#### [Instructions to follow]
Omit all pictures and give the records below again exactly as written.

#### [Materials provided]

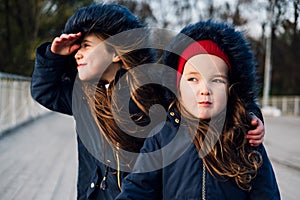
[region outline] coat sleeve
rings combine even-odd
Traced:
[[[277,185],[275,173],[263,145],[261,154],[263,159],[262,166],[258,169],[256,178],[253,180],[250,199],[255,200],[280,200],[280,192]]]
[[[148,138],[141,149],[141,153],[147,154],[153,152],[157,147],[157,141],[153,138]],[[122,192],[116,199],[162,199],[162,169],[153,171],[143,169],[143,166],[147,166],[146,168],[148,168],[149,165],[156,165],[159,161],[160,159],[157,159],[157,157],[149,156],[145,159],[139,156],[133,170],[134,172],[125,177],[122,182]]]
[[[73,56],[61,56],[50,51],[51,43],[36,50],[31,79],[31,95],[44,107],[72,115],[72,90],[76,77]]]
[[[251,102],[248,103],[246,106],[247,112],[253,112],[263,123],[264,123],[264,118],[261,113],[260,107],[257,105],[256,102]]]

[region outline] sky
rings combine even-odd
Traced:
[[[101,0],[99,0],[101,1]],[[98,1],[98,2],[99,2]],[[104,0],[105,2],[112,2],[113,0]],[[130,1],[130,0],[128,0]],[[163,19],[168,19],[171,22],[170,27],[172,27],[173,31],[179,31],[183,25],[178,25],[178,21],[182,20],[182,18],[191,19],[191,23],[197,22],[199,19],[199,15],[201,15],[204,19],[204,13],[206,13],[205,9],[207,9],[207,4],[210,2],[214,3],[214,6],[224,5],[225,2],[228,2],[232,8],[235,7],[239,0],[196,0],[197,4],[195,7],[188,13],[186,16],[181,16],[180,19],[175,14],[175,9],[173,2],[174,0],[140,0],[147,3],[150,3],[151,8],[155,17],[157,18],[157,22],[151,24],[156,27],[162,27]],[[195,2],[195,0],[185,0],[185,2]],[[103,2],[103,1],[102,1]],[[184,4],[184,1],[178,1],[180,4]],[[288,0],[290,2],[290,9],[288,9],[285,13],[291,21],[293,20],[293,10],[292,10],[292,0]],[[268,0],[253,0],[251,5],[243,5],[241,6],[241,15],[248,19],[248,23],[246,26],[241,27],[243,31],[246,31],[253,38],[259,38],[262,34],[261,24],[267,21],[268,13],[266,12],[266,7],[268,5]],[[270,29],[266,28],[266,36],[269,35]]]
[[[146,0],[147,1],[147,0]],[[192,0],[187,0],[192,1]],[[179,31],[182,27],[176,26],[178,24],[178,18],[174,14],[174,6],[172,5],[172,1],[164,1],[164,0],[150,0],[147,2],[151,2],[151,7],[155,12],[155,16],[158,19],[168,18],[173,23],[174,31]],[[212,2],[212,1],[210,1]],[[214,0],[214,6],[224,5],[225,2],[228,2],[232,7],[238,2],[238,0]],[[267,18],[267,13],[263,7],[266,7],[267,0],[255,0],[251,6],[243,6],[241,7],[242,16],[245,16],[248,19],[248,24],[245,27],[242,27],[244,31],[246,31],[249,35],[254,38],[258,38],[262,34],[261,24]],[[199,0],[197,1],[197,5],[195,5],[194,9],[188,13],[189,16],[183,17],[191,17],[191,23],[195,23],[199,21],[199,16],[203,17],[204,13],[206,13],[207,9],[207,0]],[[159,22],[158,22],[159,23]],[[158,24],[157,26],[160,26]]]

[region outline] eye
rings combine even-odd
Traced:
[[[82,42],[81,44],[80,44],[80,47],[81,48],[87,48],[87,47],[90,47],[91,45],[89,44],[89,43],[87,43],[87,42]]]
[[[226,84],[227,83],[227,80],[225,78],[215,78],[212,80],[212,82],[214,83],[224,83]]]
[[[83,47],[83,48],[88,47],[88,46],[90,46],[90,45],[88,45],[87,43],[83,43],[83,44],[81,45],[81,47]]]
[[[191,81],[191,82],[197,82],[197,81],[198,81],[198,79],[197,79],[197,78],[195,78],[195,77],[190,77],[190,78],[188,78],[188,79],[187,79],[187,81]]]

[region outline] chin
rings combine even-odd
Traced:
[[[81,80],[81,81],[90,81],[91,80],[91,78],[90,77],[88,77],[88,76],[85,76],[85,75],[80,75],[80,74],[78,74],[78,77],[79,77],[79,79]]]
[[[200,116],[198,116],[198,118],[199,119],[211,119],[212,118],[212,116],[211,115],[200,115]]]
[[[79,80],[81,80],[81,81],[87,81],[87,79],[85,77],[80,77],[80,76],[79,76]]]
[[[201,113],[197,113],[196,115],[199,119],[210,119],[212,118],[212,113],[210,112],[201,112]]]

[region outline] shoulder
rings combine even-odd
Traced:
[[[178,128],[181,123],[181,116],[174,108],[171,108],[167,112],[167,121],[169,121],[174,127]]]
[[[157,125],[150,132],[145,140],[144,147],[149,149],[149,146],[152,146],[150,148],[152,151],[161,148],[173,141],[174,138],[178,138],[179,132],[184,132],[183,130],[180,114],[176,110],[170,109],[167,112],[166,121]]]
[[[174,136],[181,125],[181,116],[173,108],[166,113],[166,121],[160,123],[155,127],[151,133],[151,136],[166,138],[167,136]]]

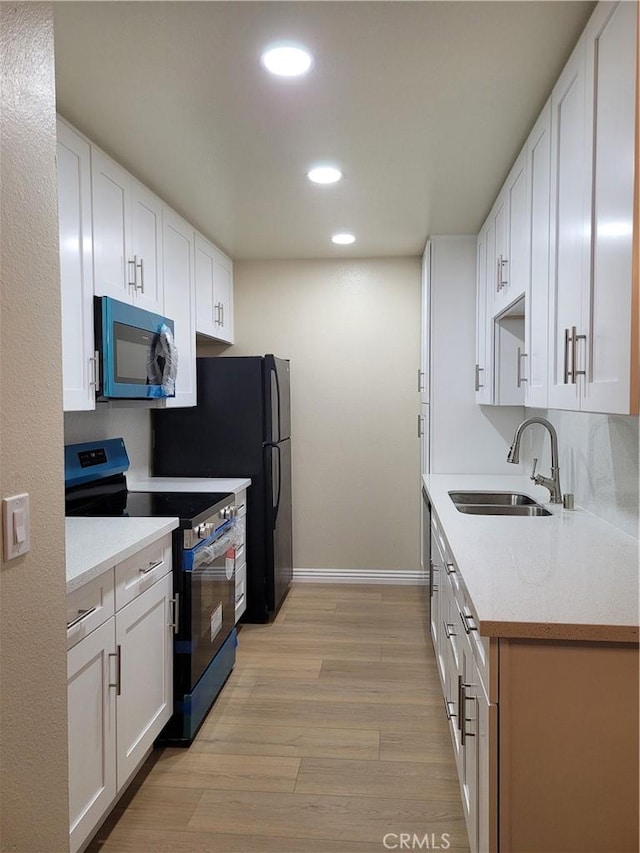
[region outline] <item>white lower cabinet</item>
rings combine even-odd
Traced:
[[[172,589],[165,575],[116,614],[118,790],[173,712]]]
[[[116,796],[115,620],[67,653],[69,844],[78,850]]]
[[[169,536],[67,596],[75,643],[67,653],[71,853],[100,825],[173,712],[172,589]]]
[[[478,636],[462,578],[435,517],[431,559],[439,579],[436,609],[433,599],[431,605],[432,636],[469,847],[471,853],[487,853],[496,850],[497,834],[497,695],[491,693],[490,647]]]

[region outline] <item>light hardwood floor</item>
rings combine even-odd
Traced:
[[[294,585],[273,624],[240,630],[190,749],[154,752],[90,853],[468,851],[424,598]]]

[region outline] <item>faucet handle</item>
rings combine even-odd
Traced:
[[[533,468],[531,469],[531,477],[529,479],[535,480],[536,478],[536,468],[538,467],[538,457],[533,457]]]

#### [Task answer]
[region outline] coat sleeve
rings combine even-odd
Traced:
[[[277,185],[275,173],[263,145],[261,154],[263,159],[262,166],[258,169],[256,178],[253,180],[250,199],[255,200],[280,200],[280,192]]]
[[[148,138],[141,149],[141,153],[147,154],[153,152],[157,147],[157,141],[153,138]],[[122,192],[116,199],[162,199],[162,169],[153,171],[143,169],[143,166],[147,166],[146,168],[148,168],[149,165],[156,165],[159,161],[160,159],[157,159],[157,157],[149,156],[145,159],[139,156],[133,170],[134,172],[125,177],[122,182]]]
[[[73,56],[61,56],[50,51],[51,43],[36,50],[31,79],[31,95],[44,107],[72,115],[72,90],[76,77]]]
[[[251,102],[248,103],[246,106],[247,112],[253,112],[263,123],[264,123],[264,118],[261,113],[260,107],[257,105],[256,102]]]

[region outline] sky
rings combine even-odd
Traced:
[[[101,0],[99,0],[101,1]],[[98,1],[98,2],[99,2]],[[104,0],[105,2],[112,2],[113,0]],[[130,1],[130,0],[128,0]],[[163,19],[168,19],[171,22],[170,27],[172,27],[173,31],[179,31],[183,25],[178,25],[178,21],[182,20],[182,18],[191,19],[191,23],[197,22],[199,19],[199,15],[201,15],[204,19],[204,13],[206,13],[205,9],[207,9],[207,4],[210,2],[214,3],[214,6],[224,5],[225,2],[228,2],[232,8],[235,7],[239,0],[196,0],[197,4],[195,7],[188,13],[186,16],[181,16],[180,19],[175,14],[175,9],[173,2],[174,0],[140,0],[147,3],[150,3],[151,8],[155,17],[157,18],[157,22],[151,24],[156,27],[162,27]],[[195,2],[195,0],[185,0],[185,2]],[[103,2],[103,1],[102,1]],[[184,4],[184,1],[178,1],[180,4]],[[288,0],[290,2],[290,9],[288,9],[285,13],[291,21],[293,20],[293,10],[292,10],[292,0]],[[268,0],[253,0],[251,5],[243,5],[241,6],[241,15],[248,19],[248,23],[246,26],[241,27],[243,31],[246,31],[253,38],[259,38],[262,34],[261,24],[267,21],[268,13],[266,12],[266,7],[268,5]],[[270,29],[266,28],[266,36],[269,35]]]
[[[146,0],[147,1],[147,0]],[[192,0],[187,0],[192,1]],[[179,31],[182,27],[176,26],[178,24],[178,18],[174,14],[174,6],[172,5],[172,1],[164,1],[164,0],[150,0],[147,2],[151,2],[151,7],[155,12],[155,16],[158,19],[168,18],[173,23],[174,31]],[[212,2],[212,1],[210,1]],[[214,0],[214,6],[224,5],[225,2],[228,2],[232,7],[238,2],[238,0]],[[267,18],[267,13],[263,7],[266,7],[267,0],[255,0],[251,6],[243,6],[241,7],[242,16],[245,16],[248,19],[248,24],[245,27],[242,27],[244,31],[246,31],[249,35],[254,38],[258,38],[262,34],[261,24]],[[199,0],[197,1],[197,5],[195,5],[194,9],[188,13],[189,16],[183,17],[191,17],[191,23],[195,23],[199,21],[199,16],[203,17],[204,13],[206,13],[207,9],[207,0]],[[159,22],[158,22],[159,23]],[[158,24],[157,26],[160,26]]]

[region outline] eye
rings combine even-odd
Traced:
[[[82,42],[81,44],[80,44],[80,47],[81,48],[87,48],[87,47],[90,47],[91,45],[89,44],[89,43],[87,43],[87,42]]]
[[[226,84],[227,83],[227,80],[225,78],[215,78],[212,80],[212,82],[214,83],[224,83]]]
[[[83,47],[83,48],[88,47],[88,46],[90,46],[90,45],[88,45],[87,43],[83,43],[83,44],[81,45],[81,47]]]
[[[191,81],[191,82],[197,82],[197,81],[198,81],[198,79],[197,79],[197,78],[195,78],[195,77],[190,77],[190,78],[188,78],[188,79],[187,79],[187,81]]]

[region outline] chin
rings combine even-odd
Traced:
[[[81,80],[81,81],[90,81],[91,80],[91,78],[90,77],[88,77],[88,76],[85,76],[85,75],[80,75],[80,74],[78,74],[78,77],[79,77],[79,79]]]
[[[200,116],[198,116],[198,118],[199,119],[211,119],[212,118],[212,116],[211,115],[200,115]]]
[[[79,80],[81,80],[81,81],[87,81],[87,79],[85,77],[80,77],[80,76],[79,76]]]
[[[201,113],[197,113],[196,115],[199,119],[210,119],[212,118],[212,113],[210,112],[201,112]]]

[region outline] shoulder
rings combine even-odd
Traced:
[[[178,128],[181,123],[181,116],[174,108],[171,108],[167,112],[167,121],[169,121],[174,127]]]
[[[157,125],[150,132],[145,140],[144,147],[149,149],[149,146],[152,146],[150,148],[152,151],[161,148],[173,141],[174,138],[178,138],[179,132],[184,132],[183,130],[180,114],[176,110],[170,109],[167,112],[166,121]]]
[[[174,136],[181,125],[181,116],[173,108],[166,113],[166,121],[160,123],[155,127],[151,133],[151,136],[166,138],[167,136]]]

[region outline] <item>white lower cabinet</item>
rings combine even-odd
Traced:
[[[172,589],[165,575],[116,614],[118,790],[173,712]]]
[[[116,796],[115,620],[67,653],[69,844],[78,850]]]
[[[169,536],[67,596],[75,643],[67,653],[71,853],[100,825],[173,712],[172,589]]]
[[[478,636],[462,578],[435,517],[431,559],[439,579],[436,609],[433,599],[431,605],[432,636],[469,847],[471,853],[487,853],[496,850],[497,834],[497,695],[491,693],[490,647]]]

[region outline] <item>light hardwood floor</item>
rings combine even-odd
Traced:
[[[294,585],[273,624],[240,630],[190,749],[154,752],[90,853],[468,851],[424,598]]]

[region outline] <item>faucet handle</item>
rings combine even-odd
Traced:
[[[533,468],[531,469],[531,477],[529,479],[535,480],[536,478],[536,468],[538,467],[538,457],[533,457]]]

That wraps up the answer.